### SET PROBLEM 1
Retype everything in the commit log from "493 commits" down to "setting it to -1.".
### SET PROBLEM 2
For each statement, answer yes or no on whether the commit log agrees with it, and quote the words that decide it: (a) The zebra crash happened while zebra was starting up. (b) The stale client list was changed to a typesafe list. (c) The MetaQ fix increases the number of packets serviced.

### EXTRACT PROVIDED

Commit graph

493 commits

Author SHA1 Message Date
Pooja Jagadeesh Doijode 7a935bb1ad zebra: Change zserv_accept to use global zsock FD
Problem:
Zebra crashed while going down. This happened because zebra was
trying to process a new client accept request after closing ZAPI's
listener socket zsock and setting it to -1.

Fix:
Skip rescheduling zserv_accept() and accepting a new client if global
ZAPI listener socket FD, zsock is already closed and set to -1.
Also use global ZAPI listener socket FD zsock in zserv_accept() instead
of using a copy of zsock.

Signed-off-by: Pooja Jagadeesh Doijode <pdoijode@nvidia.com>
2025-04-25 20:27:38 -07:00
Donald Sharp 937a9fb3e9 zebra: Limit reading packets when MetaQ is full
Currently Zebra is just reading packets off the zapi
wire and stacking them up for processing in zebra
in the future.  When there is significant churn
in the network the size of zebra can grow without
bounds due to the MetaQ sizing constraints.  This
ends up showing by the number of nexthops in the
system.  Reducing the number of packets serviced
to limit the metaQ size to the packets to process
allieviates this problem.

Signed-off-by: Donald Sharp <sharpd@nvidia.com>
2025-03-25 09:10:46 -04:00
Donald Sharp 4d6f5c7e27 zebra: Rework the stale client list to a typesafe list
The stale client list was just a linked list, let's use
the typesafe list.

Signed-off-by: Donald Sharp <donaldsharp72@gmail.com>
2025-03-19 13:43:00 -04:00
Donald Sharp 24d293277f zebra: Convert the zrouter.client_list to a typesafe list
This list should just be a typesafe list.

Signed-off-by: Donald Sharp <donaldsharp72@gmail.com>
2025-03-19 13:27:36 -04:00
Donald Sharp 4b96752737 zebra: Add some documentation on when zserv_open should be used
Signed-off-by: Donald Sharp <sharpd@nvidia.com>
2025-01-17 10:16:48 -05:00
Donald Sharp 3a53b2dc4f zebra: Give a bit more data about zclient connection on errors
When debugging a crash I noticed that sometimes we talked about
a zclient connection in relation to the fd associated with it
and sometimes we did not.  Let's just always give the data
associated with the fd.  It will make it a bit easier for me
to follow the transitions.

### PROVIDED DATA
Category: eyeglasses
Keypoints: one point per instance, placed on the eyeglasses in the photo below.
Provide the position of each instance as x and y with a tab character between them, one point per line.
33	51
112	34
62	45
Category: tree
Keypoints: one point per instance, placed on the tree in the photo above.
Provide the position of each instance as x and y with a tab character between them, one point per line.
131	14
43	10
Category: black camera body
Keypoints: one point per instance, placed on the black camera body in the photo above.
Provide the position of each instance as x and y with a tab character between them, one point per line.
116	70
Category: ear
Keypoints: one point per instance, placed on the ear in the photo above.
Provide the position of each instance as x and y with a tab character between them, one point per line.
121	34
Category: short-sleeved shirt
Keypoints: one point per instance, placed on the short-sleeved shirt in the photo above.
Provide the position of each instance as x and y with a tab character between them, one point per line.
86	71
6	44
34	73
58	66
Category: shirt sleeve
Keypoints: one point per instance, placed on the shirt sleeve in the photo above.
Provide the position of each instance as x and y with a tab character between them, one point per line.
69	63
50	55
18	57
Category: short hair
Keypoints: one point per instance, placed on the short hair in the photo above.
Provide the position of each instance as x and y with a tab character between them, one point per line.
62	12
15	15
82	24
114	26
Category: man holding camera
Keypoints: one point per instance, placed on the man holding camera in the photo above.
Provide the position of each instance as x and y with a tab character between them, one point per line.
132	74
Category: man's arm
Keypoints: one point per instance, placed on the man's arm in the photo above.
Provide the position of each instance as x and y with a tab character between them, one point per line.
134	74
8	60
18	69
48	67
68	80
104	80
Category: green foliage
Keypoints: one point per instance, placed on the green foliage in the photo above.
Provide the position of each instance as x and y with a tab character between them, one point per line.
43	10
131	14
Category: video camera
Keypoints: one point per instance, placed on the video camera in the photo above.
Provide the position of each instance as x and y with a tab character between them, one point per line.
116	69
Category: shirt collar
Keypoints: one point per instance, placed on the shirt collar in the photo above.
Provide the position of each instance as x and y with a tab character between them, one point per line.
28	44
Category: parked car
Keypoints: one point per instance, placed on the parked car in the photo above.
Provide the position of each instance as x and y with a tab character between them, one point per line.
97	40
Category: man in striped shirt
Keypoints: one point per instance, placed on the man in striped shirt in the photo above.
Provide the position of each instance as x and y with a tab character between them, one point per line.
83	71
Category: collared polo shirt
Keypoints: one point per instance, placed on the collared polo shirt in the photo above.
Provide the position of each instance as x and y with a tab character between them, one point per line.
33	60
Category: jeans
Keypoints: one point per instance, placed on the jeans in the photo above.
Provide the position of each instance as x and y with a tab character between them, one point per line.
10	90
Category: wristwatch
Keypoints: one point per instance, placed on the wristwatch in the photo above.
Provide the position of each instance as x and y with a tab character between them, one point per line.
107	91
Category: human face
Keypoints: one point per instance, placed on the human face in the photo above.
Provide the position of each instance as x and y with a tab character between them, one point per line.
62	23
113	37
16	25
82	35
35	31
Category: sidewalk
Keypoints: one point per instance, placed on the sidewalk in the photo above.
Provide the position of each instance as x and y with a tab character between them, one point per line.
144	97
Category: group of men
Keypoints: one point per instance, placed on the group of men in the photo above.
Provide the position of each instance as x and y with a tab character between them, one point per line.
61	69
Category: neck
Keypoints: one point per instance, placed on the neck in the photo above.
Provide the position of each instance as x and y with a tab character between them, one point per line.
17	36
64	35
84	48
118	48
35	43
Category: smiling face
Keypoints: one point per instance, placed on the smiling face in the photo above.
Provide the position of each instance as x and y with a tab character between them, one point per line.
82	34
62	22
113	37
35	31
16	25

### TASK RESPONSE 1
493 commits

Author SHA1 Message Date
Pooja Jagadeesh Doijode 7a935bb1ad zebra: Change zserv_accept to use global zsock FD
Problem:
Zebra crashed while going down. This happened because zebra was
trying to process a new client accept request after closing ZAPI's
listener socket zsock and setting it to -1.

### TASK RESPONSE 2
(a) No: "Zebra crashed while going down."
(b) Yes: "Rework the stale client list to a typesafe list"
(c) No: "Reducing the number of packets serviced"